_What to work on_: Your answer should be exactly the lines from the one that contains "Query: grassy meadow" through the final line of the entries below, and nothing else.

Exercise data Block Start

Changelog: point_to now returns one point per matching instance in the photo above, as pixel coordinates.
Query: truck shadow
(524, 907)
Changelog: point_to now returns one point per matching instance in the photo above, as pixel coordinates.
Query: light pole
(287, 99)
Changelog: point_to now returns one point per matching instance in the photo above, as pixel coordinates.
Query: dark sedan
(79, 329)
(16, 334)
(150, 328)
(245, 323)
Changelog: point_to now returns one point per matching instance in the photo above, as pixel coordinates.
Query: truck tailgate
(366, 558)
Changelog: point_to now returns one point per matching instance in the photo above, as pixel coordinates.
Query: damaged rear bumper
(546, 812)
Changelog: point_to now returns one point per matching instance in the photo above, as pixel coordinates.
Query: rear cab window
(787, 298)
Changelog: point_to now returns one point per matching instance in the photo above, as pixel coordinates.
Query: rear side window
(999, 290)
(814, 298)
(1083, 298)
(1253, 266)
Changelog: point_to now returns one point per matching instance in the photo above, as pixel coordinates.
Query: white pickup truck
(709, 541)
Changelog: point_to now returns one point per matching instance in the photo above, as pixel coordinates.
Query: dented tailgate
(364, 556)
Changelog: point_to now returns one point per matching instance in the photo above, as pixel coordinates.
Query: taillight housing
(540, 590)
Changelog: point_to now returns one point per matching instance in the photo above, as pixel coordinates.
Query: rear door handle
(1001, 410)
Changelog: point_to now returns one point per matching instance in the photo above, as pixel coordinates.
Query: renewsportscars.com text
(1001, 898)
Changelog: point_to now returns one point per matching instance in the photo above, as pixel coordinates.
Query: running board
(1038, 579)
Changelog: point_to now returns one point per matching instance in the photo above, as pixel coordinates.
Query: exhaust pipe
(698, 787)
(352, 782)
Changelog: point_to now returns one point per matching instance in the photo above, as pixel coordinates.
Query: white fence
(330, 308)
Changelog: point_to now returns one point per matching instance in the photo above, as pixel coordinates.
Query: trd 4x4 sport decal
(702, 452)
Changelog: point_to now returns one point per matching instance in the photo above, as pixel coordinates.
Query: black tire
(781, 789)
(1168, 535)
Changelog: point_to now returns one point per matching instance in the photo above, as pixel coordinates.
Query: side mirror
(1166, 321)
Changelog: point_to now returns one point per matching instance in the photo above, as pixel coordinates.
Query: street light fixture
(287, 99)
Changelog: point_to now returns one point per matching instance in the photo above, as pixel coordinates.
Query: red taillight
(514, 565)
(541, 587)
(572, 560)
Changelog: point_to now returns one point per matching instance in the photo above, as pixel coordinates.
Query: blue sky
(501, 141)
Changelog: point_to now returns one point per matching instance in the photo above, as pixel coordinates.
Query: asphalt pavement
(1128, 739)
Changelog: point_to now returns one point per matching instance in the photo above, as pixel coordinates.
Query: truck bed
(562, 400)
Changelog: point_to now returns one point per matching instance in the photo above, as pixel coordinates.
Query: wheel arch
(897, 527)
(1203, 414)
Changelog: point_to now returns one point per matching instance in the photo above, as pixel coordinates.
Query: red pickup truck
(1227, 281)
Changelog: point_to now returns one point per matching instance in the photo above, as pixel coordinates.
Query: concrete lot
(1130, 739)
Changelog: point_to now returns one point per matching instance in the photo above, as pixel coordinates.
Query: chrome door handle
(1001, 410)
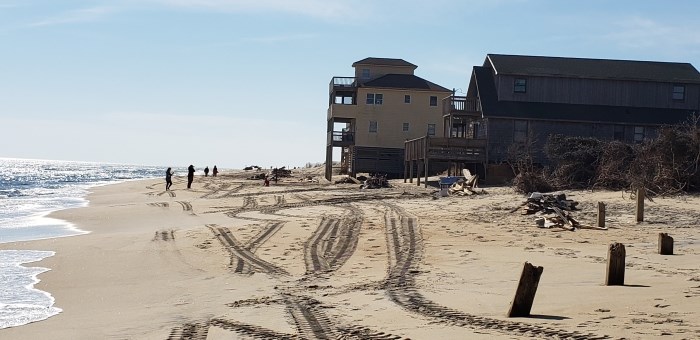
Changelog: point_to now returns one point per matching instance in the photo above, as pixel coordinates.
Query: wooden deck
(454, 150)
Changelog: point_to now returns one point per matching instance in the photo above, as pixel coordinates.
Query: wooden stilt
(525, 293)
(419, 173)
(615, 274)
(405, 171)
(665, 244)
(641, 192)
(426, 172)
(601, 215)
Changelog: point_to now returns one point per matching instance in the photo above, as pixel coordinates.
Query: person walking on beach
(190, 176)
(168, 178)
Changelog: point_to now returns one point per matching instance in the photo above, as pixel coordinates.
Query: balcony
(461, 106)
(342, 84)
(446, 149)
(341, 138)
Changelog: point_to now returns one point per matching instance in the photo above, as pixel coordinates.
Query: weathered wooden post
(641, 192)
(615, 275)
(601, 215)
(525, 293)
(665, 244)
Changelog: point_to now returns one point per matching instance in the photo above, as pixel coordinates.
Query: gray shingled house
(519, 99)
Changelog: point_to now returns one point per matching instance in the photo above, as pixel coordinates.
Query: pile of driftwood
(281, 172)
(466, 186)
(375, 181)
(553, 210)
(258, 176)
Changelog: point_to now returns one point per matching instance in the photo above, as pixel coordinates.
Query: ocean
(29, 191)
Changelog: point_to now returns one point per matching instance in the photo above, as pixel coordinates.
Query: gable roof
(667, 72)
(493, 108)
(383, 62)
(404, 81)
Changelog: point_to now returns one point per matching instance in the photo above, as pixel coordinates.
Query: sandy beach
(231, 259)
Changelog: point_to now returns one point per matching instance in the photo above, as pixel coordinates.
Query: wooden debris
(375, 181)
(466, 186)
(553, 210)
(615, 271)
(525, 293)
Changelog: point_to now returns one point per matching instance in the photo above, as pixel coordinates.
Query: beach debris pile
(258, 176)
(553, 210)
(466, 185)
(375, 181)
(348, 180)
(281, 172)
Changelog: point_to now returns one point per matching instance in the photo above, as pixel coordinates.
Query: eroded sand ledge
(232, 259)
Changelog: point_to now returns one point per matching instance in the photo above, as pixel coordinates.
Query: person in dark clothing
(168, 178)
(190, 176)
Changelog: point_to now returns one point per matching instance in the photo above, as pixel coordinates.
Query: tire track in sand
(405, 253)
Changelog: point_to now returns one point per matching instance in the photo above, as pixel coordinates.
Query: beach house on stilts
(372, 114)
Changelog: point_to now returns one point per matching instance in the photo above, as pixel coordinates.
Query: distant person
(190, 176)
(168, 178)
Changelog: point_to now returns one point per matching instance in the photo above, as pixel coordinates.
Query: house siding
(597, 92)
(500, 135)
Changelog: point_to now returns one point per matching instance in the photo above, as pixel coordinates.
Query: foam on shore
(20, 302)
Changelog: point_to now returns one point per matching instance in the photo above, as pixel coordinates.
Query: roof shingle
(404, 81)
(383, 62)
(667, 72)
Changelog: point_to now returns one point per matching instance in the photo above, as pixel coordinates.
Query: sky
(245, 82)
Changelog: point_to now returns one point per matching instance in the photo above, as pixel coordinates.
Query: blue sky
(241, 82)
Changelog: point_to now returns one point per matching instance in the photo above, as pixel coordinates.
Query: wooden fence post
(641, 192)
(665, 244)
(525, 293)
(615, 274)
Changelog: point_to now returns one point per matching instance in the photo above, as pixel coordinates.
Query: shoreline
(156, 266)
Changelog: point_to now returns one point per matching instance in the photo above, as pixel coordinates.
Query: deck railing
(341, 138)
(337, 82)
(460, 104)
(464, 149)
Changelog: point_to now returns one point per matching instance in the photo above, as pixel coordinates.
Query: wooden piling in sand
(525, 293)
(665, 244)
(615, 274)
(641, 192)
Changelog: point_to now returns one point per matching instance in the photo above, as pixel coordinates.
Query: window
(520, 131)
(619, 132)
(431, 129)
(365, 73)
(375, 99)
(520, 85)
(378, 99)
(638, 134)
(678, 92)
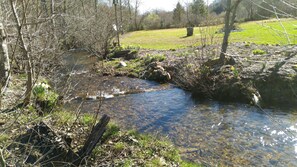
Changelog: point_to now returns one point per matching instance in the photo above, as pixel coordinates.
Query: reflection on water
(206, 132)
(209, 132)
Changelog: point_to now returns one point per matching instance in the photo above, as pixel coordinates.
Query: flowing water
(207, 132)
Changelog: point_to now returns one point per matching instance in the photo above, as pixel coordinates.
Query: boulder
(122, 64)
(125, 54)
(156, 72)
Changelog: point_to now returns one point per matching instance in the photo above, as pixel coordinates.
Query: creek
(207, 132)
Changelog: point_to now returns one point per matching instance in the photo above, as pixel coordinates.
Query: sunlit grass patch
(259, 32)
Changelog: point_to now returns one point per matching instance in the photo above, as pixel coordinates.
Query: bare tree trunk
(135, 14)
(53, 22)
(229, 22)
(121, 17)
(44, 7)
(4, 61)
(117, 24)
(26, 53)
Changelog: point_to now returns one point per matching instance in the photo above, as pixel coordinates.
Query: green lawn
(259, 32)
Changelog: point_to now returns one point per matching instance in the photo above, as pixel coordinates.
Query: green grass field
(259, 32)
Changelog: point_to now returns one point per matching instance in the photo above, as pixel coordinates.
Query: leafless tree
(231, 8)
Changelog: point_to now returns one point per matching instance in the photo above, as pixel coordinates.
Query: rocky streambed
(261, 74)
(207, 132)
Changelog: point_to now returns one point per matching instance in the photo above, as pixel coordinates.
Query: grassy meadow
(259, 32)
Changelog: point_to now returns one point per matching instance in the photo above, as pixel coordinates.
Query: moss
(87, 119)
(153, 58)
(189, 164)
(120, 146)
(4, 137)
(259, 52)
(63, 117)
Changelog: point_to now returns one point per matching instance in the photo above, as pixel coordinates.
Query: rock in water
(122, 64)
(156, 72)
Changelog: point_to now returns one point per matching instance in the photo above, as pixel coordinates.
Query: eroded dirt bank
(253, 73)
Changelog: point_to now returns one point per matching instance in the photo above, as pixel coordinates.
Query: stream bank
(262, 74)
(207, 132)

Exercise data Block End

_Completed exercise_:
Query: grassy meadow
(259, 32)
Changelog: point_to now returns one point per matching instance in the photo above, as pixel coordinates.
Query: moss
(87, 119)
(153, 58)
(189, 164)
(120, 146)
(4, 137)
(259, 52)
(63, 117)
Changelog: point_to now returns one point per matching instance in the photo above, as pixel coordinates.
Query: rock in water
(122, 64)
(156, 72)
Changelog: point_to now returns one point per matching instance in the photo above, as pixel coordinates.
Query: eroded dirt bank
(253, 73)
Changelog: point_to now returns one point per matching instance in the photo above, as pixel coordinates.
Query: stream bank
(262, 74)
(207, 132)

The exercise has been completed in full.